START QUOTED PASSAGE

Testing your code

Testing using the doctest module

You should always test your code, since this is the only way to make sure that it does what you intend it to do.

There is a rich theory for how to write test for software, but for your use there isn't that much to it.

What you have to think about when testing your code is just this: Does the code work in typical cases, and does it work in special cases. The first part is the easy part. You have an idea about what a function should do, and if you call it with some typical input you expect it to give you the appropriate output. You will do this kind of test as you write the function, so you don't have to think too much about it.

Testing for the behaviour in special cases is a bit more tricky, because you first have to identify special cases.

Testing different cases

In your first hand-in, you had to solve linear equations. There are three cases for this: when there are no real roots, when there is one, and when there are two. You could call any of these "special" cases or "common" cases, depending on how you look at it, the important observation is just that there are three cases. You have not tested your code until you have run it with all three cases.

Another example is the factorial function you wrote at one of the exercises. We want this function to compute the factorial of all non-negative numbers, n. When we wrote the function recursively, we identified two different cases: the base case, where we do not call the function recursively, and the recursive case, where we do.

def factorial(n):
    "Calculate the factorial for all n >= 0."
    if n == 1:
        return 1 # the base case
    else:
        return n * factorial(n - 1) # the recursive case

When we call the function, we will always eventually hit the base case (if it completes at all) so you might think that you only need to test it on the "common" case, but there is a special case that we will not necessarily test here (and in fact the code above is incorrect, but we won't see this if we only call it on a common case).

Can you see the problem?

We want the function to work for all n >= 0, but if we call it with 0 it will not work; it will call the recursive case again and again until we grow impatient and kill the program.

Whenever you want a function to work at a sub-interval of numbers, always make sure that you call it with the endpoints of that interval. The special case for n >= 0 is 0, and if you haven't called it with 0, you don't know that it will work for that special case. The function above will not!

When you work with strings or lists, obvious special cases are empty lists and empty strings. If the function should work on those cases, you have to make sure that it does, by testing it with calling it on those cases.

Automatic tests

A test is only worth anything if you actually run it. You might run it when you are writing the function you are testing, but if you chance the function later on, you also have to make sure that all the tests you made when you wrote it the first time still works.

The best way to achieve this, is to have a script that runs all the tests. When you modify a function later on, you can just run the script, and all the tests will be run again. If your modifications broke any of the functionality, the tests will tell you.

Automating tests using the doctest module

There is a way that you can combine documentation of your functions with automatic testing.

The way you do this, is to add test cases to your documentation string. Then the module doctest, that is part of Python, will be able to run all your tests for you automatically.

The way it works is that you write, on a separate line, the string ">>> " and then the function call and on the line below, the value the function is supposed to return. For the factorial function, it could look like this:

def factorial(n):
    """Computes the factorial for all n >= 0.

    >>> factorial(0)
    0

    >>> factorial(4)
    24
    """
    if n <= 1:
        return 1
    else:
        return n * factorial(n-1)

END QUOTED PASSAGE

Carry on the tutorial above about testing code with the doctest module, starting right after its final line.

START SUPPLIED DATA

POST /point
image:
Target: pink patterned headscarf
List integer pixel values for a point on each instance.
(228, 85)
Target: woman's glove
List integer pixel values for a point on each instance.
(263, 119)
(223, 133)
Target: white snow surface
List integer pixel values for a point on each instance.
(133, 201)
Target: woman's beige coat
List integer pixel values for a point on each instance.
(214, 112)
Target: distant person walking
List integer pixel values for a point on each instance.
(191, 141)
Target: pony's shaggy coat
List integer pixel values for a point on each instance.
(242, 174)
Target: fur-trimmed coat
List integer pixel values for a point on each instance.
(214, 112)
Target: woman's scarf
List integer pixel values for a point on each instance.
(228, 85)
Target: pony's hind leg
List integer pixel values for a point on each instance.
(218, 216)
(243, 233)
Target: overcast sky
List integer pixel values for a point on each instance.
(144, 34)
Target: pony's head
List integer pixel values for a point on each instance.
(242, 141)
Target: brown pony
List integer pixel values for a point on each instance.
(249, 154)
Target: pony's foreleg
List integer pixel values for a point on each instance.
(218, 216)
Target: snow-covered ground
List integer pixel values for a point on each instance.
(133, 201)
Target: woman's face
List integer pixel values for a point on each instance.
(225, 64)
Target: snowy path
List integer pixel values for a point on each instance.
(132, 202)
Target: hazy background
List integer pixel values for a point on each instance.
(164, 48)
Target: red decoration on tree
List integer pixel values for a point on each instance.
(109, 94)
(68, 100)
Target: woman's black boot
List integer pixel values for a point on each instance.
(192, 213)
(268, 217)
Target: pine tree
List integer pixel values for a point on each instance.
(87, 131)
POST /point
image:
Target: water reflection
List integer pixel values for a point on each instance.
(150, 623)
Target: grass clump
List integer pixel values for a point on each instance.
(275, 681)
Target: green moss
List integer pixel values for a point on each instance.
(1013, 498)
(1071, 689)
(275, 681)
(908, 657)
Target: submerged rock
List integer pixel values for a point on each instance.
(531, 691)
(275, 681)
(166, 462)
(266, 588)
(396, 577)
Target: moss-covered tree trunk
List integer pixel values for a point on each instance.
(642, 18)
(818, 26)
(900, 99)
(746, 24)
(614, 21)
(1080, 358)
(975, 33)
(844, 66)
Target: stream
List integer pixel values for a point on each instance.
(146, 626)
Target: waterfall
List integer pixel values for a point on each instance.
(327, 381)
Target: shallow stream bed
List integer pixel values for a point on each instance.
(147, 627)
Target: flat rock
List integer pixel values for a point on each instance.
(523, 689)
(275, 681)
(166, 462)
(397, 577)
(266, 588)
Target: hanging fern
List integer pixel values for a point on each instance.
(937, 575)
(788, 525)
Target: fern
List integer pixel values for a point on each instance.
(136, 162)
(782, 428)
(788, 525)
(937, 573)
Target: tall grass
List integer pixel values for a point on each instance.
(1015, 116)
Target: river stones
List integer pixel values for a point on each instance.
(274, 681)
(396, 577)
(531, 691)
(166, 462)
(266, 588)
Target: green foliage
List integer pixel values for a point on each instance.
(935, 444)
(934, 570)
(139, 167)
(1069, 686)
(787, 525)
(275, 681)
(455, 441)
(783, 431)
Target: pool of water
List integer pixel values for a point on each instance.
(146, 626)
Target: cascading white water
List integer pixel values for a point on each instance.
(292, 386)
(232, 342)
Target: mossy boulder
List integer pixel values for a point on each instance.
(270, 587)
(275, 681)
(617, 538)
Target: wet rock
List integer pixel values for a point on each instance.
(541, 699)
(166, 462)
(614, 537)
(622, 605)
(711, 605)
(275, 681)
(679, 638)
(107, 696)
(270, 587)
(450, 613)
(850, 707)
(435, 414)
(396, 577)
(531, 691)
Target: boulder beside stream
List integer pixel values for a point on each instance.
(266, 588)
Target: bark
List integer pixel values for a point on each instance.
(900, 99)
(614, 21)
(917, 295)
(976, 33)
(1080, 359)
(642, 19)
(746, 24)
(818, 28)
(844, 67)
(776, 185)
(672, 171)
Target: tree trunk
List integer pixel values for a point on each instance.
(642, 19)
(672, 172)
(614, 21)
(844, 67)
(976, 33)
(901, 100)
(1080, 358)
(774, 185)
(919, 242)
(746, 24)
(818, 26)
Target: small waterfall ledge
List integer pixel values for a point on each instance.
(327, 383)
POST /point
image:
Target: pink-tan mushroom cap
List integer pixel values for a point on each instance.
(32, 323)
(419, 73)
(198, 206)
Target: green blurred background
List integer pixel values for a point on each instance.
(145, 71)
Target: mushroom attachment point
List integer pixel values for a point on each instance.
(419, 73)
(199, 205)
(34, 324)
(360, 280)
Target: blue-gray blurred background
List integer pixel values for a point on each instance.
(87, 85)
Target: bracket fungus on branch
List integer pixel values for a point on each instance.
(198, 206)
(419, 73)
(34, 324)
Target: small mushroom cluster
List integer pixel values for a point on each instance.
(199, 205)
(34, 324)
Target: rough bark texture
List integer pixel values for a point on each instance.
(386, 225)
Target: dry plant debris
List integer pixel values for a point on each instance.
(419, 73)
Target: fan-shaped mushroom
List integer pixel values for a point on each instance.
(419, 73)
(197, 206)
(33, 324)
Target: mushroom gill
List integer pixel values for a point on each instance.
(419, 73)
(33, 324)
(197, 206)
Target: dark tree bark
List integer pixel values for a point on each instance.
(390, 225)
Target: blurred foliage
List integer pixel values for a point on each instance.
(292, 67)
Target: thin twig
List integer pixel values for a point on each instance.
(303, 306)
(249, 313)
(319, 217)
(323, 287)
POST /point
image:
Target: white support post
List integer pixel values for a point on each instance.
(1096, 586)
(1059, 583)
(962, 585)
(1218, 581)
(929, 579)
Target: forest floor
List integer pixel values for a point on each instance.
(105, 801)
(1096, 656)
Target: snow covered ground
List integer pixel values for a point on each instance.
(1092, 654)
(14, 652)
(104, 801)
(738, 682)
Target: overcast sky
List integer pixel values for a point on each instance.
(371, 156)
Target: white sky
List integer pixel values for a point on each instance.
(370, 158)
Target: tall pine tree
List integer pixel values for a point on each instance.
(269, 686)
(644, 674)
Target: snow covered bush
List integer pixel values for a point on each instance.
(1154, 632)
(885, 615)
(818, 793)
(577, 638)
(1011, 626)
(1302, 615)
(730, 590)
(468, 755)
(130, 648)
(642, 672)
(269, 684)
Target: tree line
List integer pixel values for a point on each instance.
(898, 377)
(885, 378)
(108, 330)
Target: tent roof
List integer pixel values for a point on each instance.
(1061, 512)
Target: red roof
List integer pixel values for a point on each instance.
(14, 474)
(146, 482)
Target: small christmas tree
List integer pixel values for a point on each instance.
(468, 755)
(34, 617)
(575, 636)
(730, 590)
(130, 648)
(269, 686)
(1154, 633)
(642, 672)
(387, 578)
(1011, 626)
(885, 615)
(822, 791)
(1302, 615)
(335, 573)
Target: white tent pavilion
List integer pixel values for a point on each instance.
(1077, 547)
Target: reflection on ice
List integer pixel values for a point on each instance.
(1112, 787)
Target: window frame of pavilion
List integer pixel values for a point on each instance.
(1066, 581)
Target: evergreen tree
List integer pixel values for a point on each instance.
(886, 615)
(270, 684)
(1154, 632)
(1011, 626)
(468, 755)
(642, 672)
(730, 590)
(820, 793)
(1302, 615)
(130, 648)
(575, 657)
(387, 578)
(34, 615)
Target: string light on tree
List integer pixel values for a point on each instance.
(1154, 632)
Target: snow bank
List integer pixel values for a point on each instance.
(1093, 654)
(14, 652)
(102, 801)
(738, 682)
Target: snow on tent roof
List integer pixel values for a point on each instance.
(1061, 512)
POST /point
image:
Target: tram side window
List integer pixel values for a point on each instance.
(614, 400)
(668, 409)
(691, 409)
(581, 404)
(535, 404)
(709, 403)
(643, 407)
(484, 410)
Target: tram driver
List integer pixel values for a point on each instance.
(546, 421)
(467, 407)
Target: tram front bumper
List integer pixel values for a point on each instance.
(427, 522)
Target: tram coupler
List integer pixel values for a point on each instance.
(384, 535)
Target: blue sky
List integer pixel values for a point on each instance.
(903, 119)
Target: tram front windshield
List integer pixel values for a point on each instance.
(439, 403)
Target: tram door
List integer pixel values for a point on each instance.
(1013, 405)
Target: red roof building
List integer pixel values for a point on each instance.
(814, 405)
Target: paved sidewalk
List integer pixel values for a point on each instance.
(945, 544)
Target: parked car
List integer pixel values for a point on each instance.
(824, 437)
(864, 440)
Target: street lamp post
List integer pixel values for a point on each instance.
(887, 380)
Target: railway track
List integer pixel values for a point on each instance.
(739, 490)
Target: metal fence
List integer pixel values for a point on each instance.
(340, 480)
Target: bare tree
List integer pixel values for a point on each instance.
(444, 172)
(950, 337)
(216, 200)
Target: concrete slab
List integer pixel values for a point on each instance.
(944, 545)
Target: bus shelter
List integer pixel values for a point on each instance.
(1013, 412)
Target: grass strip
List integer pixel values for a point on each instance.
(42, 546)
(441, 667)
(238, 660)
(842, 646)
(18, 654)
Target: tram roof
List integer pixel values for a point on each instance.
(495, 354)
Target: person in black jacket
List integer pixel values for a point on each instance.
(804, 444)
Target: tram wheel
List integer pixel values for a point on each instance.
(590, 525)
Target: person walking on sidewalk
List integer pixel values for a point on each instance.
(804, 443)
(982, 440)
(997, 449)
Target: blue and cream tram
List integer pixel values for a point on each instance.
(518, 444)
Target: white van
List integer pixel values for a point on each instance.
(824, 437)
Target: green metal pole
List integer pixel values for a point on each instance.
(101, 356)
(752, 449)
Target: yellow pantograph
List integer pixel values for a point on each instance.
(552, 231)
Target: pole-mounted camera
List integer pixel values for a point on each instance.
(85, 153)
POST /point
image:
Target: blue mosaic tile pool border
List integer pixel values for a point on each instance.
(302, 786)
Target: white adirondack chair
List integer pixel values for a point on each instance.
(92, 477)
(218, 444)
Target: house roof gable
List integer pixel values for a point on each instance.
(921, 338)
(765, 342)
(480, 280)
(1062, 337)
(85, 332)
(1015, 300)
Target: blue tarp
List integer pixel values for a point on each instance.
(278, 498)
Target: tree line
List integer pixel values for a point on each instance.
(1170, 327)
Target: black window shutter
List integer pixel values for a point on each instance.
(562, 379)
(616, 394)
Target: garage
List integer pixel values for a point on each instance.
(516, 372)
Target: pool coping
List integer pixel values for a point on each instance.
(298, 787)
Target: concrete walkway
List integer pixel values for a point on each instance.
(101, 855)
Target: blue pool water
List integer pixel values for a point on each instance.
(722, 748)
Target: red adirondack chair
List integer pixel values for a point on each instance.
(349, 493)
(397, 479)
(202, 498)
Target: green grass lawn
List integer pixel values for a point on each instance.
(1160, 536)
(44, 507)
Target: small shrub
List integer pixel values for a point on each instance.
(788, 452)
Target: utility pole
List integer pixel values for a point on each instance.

END SUPPLIED DATA

(ANSWER TO THE TASK)
This documents how the function is supposed to be called and what the expected result should be, and at the same time it gives doctest something to work with.

To run the doctest tests, you need to import the module and then call the testmod() function from it.

The easiest way, is to add these lines at the bottom of your file:

if __name__ == "__main__":
    import doctest
    doctest.testmod()

The if statement says that the tests should only be run when you run this particular file as a script, not when you include it as a module, and the two lines below then runs the tests.

Try it out for the factorial above. You will see that it identifies a problem — a test that fails — so you should try to fix this and now see that the tests are passed.

The rest of this learning path will be on writing tests for functions you wrote in previous learning paths.

Testing your string functions

Write tests for the functions you wrote in the strings learning path. Think about which special and common cases to test, add the tests to the documentation string, and run them with doctest. If your tests fail, find out why, and change your function (or test) until you get the right behavior.

The exercises are copied in below, with example usage that should reflect some of the common cases, but usually not any special cases.

Palindromes

A palindrome is a string that is spelled the same way backwards and forwards.

Write a function, isPalindrome(s), that returns True if s is a palindrome and False otherwise.

An approach to this is to run through s from the first to the middle character and for each character check if the character is equal to the character at the same index from the right rather than the left. Remember that the first character of a string is at index 0 and the last at index -1, the second character is at index 1 and the second last at index -2 and so forth.

Example usage:

print isPalindrome('abba')
True
print isPalindrome('foo')
False

Word count

Write a function, wordCount(s), that counts the number of words in a string, that is, the number of space-free sub-strings.

Example usage:

print wordCount('foo bar')
2

Useful methods:

split()

Re-formatting text

Write a function, reformat(s), that takes a string, s, and replaces all whitespaces (newlines, spaces, tabs) with a single space.

Example usage:

s = """
foo
   bar
baz"""
print reformat(s)
foo bar baz

Useful methods:

split()
join()

Finding overlapping occurrences

The method s.count(ss) counts the number of occurrences of sub-string ss in s

print "abcabc".count("abc")
2

but it does not count overlapping occurrences, so although there are two "aa" sub-strings in "aaa" (one starting at index zero and one starting at index one) it will only count one

print "aaa".count("aa")
1

Write a function, count(s,ss), that counts the number of overlapping occurrences of ss in s.

You can get the length of the sub-string using the function len(s)

print len("aa")
2

and you can use slicing to get the sub-strings at each index from s.

print "aaa"[0:2]
aa

Headers from FASTA files

Download the file utils.py.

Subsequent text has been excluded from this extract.